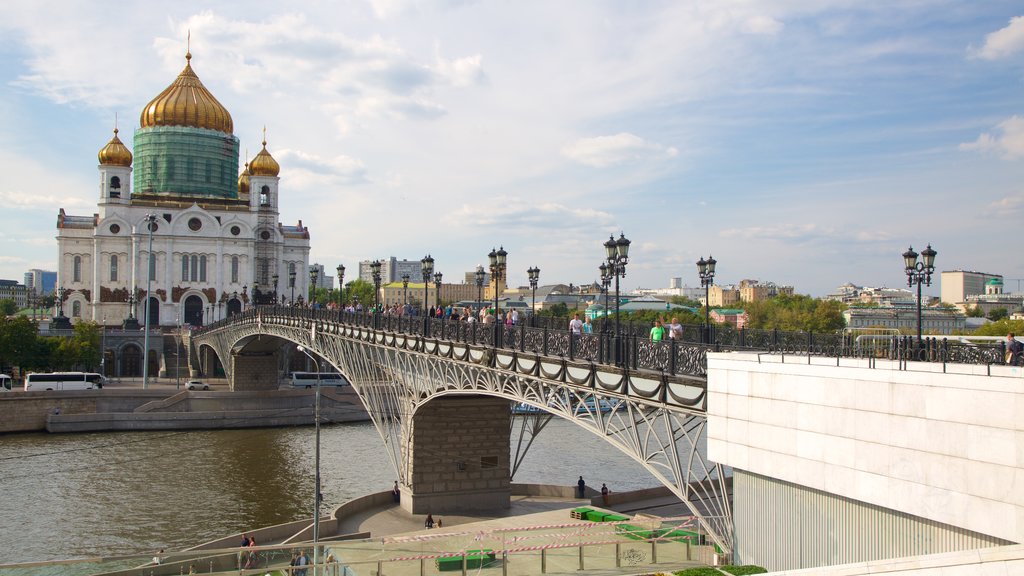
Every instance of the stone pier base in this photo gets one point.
(459, 456)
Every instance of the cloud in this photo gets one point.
(600, 152)
(1010, 144)
(1003, 42)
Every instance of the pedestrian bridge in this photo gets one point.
(445, 398)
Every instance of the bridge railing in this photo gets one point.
(632, 348)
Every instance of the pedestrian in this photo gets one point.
(676, 329)
(657, 332)
(1014, 350)
(576, 325)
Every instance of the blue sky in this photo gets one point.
(805, 142)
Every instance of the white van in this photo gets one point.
(64, 381)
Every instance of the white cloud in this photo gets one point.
(1003, 42)
(1008, 144)
(608, 151)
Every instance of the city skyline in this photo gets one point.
(804, 146)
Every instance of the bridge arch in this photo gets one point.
(657, 420)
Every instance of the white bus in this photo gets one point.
(64, 381)
(308, 379)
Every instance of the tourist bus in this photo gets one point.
(64, 381)
(308, 379)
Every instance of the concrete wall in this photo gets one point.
(454, 437)
(946, 447)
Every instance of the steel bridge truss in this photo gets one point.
(658, 421)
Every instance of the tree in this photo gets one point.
(997, 315)
(7, 306)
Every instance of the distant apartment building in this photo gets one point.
(10, 289)
(40, 282)
(956, 285)
(934, 321)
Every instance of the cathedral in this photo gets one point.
(176, 227)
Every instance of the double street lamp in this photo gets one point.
(341, 286)
(706, 270)
(375, 271)
(534, 274)
(427, 268)
(616, 253)
(919, 273)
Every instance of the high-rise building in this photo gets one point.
(187, 235)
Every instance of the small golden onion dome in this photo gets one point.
(115, 153)
(244, 181)
(264, 164)
(186, 103)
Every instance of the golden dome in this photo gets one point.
(186, 103)
(264, 164)
(244, 181)
(115, 153)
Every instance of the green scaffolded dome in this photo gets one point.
(184, 146)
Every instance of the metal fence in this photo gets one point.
(632, 348)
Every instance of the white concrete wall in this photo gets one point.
(945, 447)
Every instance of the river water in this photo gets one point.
(66, 496)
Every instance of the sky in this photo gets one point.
(807, 142)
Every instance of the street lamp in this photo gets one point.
(404, 288)
(616, 252)
(437, 289)
(427, 268)
(605, 285)
(920, 273)
(534, 274)
(375, 270)
(151, 223)
(706, 270)
(313, 275)
(341, 286)
(316, 491)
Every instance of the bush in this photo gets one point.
(743, 570)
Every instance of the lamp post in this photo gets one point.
(316, 490)
(497, 271)
(427, 268)
(291, 282)
(605, 285)
(404, 288)
(151, 223)
(706, 270)
(479, 286)
(919, 273)
(534, 274)
(437, 289)
(616, 253)
(341, 286)
(375, 270)
(313, 275)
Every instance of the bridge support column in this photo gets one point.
(254, 371)
(459, 457)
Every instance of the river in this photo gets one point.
(113, 493)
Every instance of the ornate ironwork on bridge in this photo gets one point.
(655, 417)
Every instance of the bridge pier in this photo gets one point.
(254, 371)
(459, 455)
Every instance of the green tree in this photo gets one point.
(997, 314)
(7, 306)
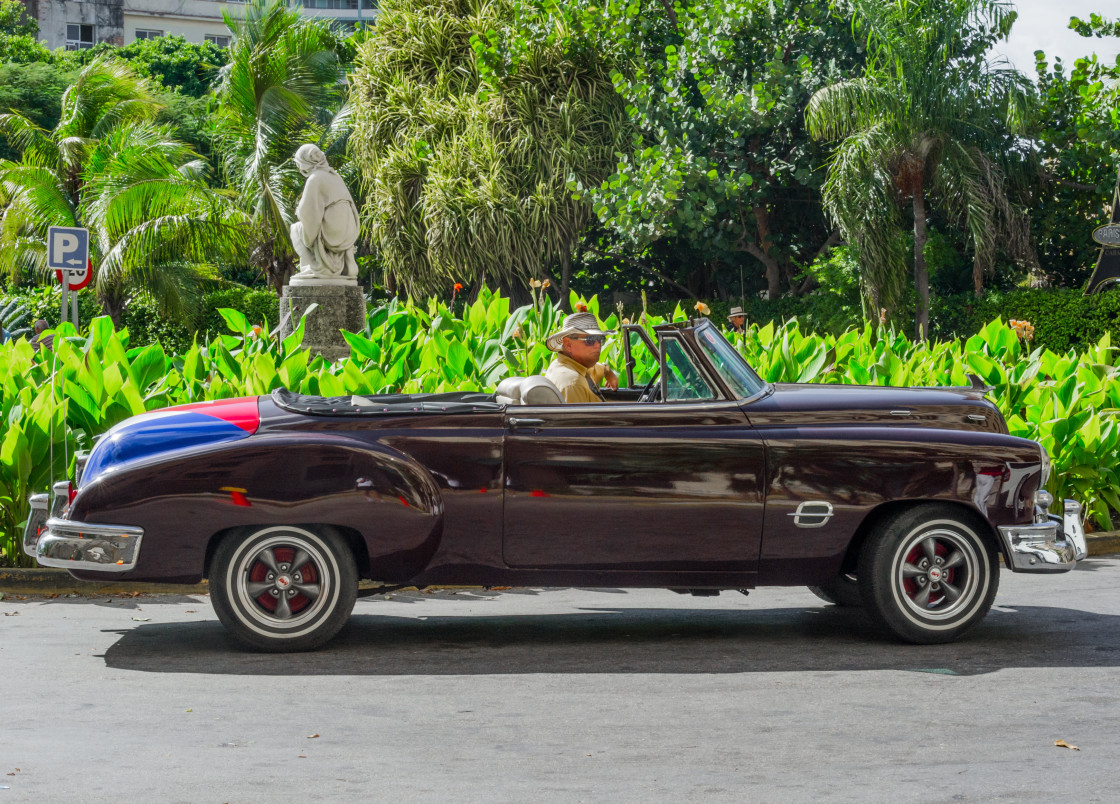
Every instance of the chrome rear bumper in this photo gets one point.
(1053, 545)
(54, 541)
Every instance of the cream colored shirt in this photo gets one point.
(572, 380)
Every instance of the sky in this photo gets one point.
(1044, 25)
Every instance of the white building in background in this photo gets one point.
(81, 24)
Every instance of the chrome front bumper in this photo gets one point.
(1053, 545)
(54, 541)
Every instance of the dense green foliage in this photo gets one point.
(283, 86)
(155, 225)
(56, 402)
(1078, 130)
(465, 152)
(929, 122)
(720, 164)
(146, 323)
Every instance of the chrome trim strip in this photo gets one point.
(59, 499)
(1074, 531)
(82, 545)
(1037, 548)
(823, 513)
(36, 520)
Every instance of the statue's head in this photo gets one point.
(309, 158)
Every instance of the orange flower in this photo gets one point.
(1023, 329)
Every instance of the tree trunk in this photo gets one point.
(921, 272)
(565, 273)
(773, 270)
(113, 306)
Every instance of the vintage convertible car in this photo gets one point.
(698, 476)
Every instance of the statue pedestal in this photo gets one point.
(341, 307)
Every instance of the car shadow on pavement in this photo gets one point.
(635, 641)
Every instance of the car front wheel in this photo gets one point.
(283, 588)
(927, 575)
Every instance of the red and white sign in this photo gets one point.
(78, 279)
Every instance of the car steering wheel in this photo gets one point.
(650, 392)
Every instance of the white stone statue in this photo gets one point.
(327, 226)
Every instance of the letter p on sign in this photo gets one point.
(68, 250)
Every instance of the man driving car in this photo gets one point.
(576, 370)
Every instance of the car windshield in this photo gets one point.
(736, 373)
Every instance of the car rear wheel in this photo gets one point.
(841, 591)
(929, 575)
(283, 588)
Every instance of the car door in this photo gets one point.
(664, 485)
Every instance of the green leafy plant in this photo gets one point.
(55, 402)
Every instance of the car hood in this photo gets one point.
(790, 404)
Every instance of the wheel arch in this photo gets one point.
(352, 538)
(892, 508)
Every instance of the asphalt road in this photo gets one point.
(566, 695)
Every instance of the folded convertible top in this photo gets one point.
(385, 404)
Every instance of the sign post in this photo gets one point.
(68, 254)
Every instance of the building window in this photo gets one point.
(78, 37)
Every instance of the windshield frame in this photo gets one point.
(730, 355)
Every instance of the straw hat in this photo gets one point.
(576, 324)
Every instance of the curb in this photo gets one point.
(1103, 543)
(61, 582)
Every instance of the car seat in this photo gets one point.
(534, 390)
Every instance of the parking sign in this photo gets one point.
(68, 250)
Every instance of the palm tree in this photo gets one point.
(466, 169)
(285, 85)
(155, 226)
(922, 125)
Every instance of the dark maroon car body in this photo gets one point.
(688, 494)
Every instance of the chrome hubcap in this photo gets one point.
(282, 580)
(938, 572)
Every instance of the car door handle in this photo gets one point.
(514, 422)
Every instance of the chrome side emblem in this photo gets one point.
(812, 514)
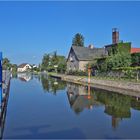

※ ※ ※

Copy out every one of the rows above word for word, without the pictures.

### Written solution
Every instance of the stone pier base in this photo gets one point.
(459, 456)
Every instance of the cloud in this photo gets one point.
(600, 152)
(1010, 144)
(1003, 42)
Every instance of the pedestrian bridge in this photo gets one point.
(445, 398)
Every instance of the bridge railing in this photo gets one point.
(632, 348)
Every instance of the pedestrian in this photo gets one point.
(676, 329)
(657, 332)
(1014, 350)
(576, 325)
Every instance of the blue sky in this photo gets one point.
(805, 142)
Every instance of the white van in this photo gets one point.
(64, 381)
Every instance of the white cloud in this photo gets one point.
(1003, 42)
(1008, 144)
(608, 151)
Every instance of the city skyline in this photo gets one point.
(804, 146)
Every instance of the bridge arch in this photo gets one point.
(657, 420)
Every instance of the white bus in this photo gets one point.
(64, 381)
(308, 379)
Every instance of the tourist bus in this photo gets one point.
(64, 381)
(308, 379)
Every instance of the concrete wall in this photo gets one point.
(454, 437)
(946, 447)
Every instance of the steel bridge truss in this photo gets one point.
(658, 421)
Every instance of the tree in this photo gets one point.
(997, 315)
(7, 306)
Every instance of the distant apartment building in this photo gets one point.
(10, 289)
(40, 282)
(956, 285)
(934, 321)
Every instance of the cathedral in this photo gets one point.
(176, 227)
Every instance of the double street lamp in this photo gets one point.
(341, 286)
(706, 270)
(375, 271)
(534, 274)
(427, 268)
(616, 253)
(919, 273)
Every instance of the high-rise building in this photo gets one point.
(187, 235)
Every instance of the small golden onion dome in this photo gets one point.
(115, 153)
(244, 181)
(264, 164)
(186, 103)
Every instance of the golden dome in this photo gets one point.
(186, 103)
(264, 164)
(244, 181)
(115, 153)
Every instance of the green scaffolded dome in this photo gets one point.
(184, 146)
Every instance of the metal fence in this photo gets one point.
(632, 348)
Every instance of the white concrete wall in this photo gets one point.
(945, 447)
Every instance of the river water in this photo gets one point.
(66, 496)
Every instance of the sky in this photo gets one point.
(807, 142)
Every instance of the street lamp in this photo gets one point.
(404, 288)
(616, 252)
(437, 289)
(427, 268)
(605, 285)
(920, 273)
(534, 274)
(375, 270)
(151, 223)
(706, 270)
(313, 275)
(341, 286)
(316, 491)
Every instance of the bush in this photo gets one point.
(743, 570)
Every instance of the lamp post in this photo gets one point.
(316, 490)
(497, 271)
(427, 268)
(291, 282)
(605, 285)
(404, 288)
(151, 223)
(706, 270)
(479, 286)
(919, 273)
(534, 274)
(437, 289)
(616, 253)
(341, 286)
(375, 270)
(313, 275)
Every instance of the bridge support column in this photo gets one point.
(254, 371)
(459, 457)
Every instance of the river in this photo gets one point.
(113, 493)
Every instance of the ornate ironwork on bridge in this photo gets one point.
(655, 417)
Every instance of the bridge pier in this photo gets one point.
(254, 371)
(459, 455)
Every instance of the green tree in this photo gets one point.
(997, 314)
(7, 306)
Every instance of the chrome rear bumper in this photo gets one point.
(1053, 545)
(54, 541)
Every instance of the cream colored shirt in this photo gets one point.
(572, 380)
Every instance of the sky in this photo gets one point.
(1044, 25)
Every instance of the white building in background in this photo gets one point.
(81, 24)
Every instance of the chrome front bumper in this photo gets one point.
(1053, 545)
(54, 541)
Every instance of the dense green foliage in this photo gets one point.
(283, 86)
(155, 225)
(56, 402)
(1078, 130)
(465, 152)
(929, 122)
(720, 164)
(146, 323)
Every instance of the chrome trim strip in this photo gets one point.
(59, 499)
(1074, 531)
(82, 545)
(1037, 548)
(823, 513)
(36, 520)
Every instance of the statue's head in this photo gets one point.
(309, 158)
Every instance of the orange flower in this photo gets one point.
(1023, 329)
Every instance of the tree trunk in this photo gets one point.
(921, 272)
(565, 273)
(773, 270)
(113, 306)
Every instance of the vintage convertible car in this photo gets one point.
(698, 476)
Every instance of the statue pedestal in this photo gets one point.
(341, 307)
Every instance of the car shadow on pavement in this photo gets one point.
(635, 641)
Every instance of the car front wheel in this photo gets one point.
(283, 588)
(927, 575)
Every instance of the red and white sign in this photo gets one point.
(78, 279)
Every instance of the car steering wheel in this photo gets one point.
(650, 392)
Every instance of the white stone statue in this photo gets one point.
(327, 226)
Every instance of the letter p on sign in this photo gets one point.
(68, 250)
Every instance of the man driving car in this photo gets one point.
(576, 370)
Every instance of the car windshield in this photo gets one point.
(736, 373)
Every instance of the car rear wheel in this photo gets one point.
(841, 591)
(929, 575)
(283, 588)
Every instance of the car door in this photo gets one point.
(664, 485)
Every instance of the green leafy plant in this photo gets one point.
(55, 402)
Every instance of the car hood in this photo gets one point.
(790, 404)
Every instance of the wheel arch in this photo gets one point.
(352, 538)
(892, 508)
Every instance of the asphalt road in this photo gets one point.
(566, 695)
Every instance of the folded convertible top in this photo gets one point.
(385, 404)
Every instance of the sign post in this photo gets one point.
(68, 254)
Every instance of the building window in this photo gets one point.
(78, 37)
Every instance of the windshield frame in this photo gets one point.
(730, 355)
Every instance of the straw hat in this photo gets one point.
(576, 324)
Every instance of the curb in this photo gets one point.
(1103, 543)
(61, 582)
Every instance of the car seat in this photo gets one point.
(534, 390)
Every instance of the parking sign in this photo gets one point.
(68, 250)
Every instance of the palm tree in this photo gets one point.
(466, 169)
(285, 85)
(155, 226)
(922, 125)
Every instance of the dark maroon car body in this photo gets one point.
(688, 494)
Every instance of the chrome hubcap in this photo gets one point.
(282, 580)
(938, 572)
Every instance of the car door handle in this photo gets one point.
(514, 422)
Every instance of the chrome side emblem in this photo gets one point.
(812, 514)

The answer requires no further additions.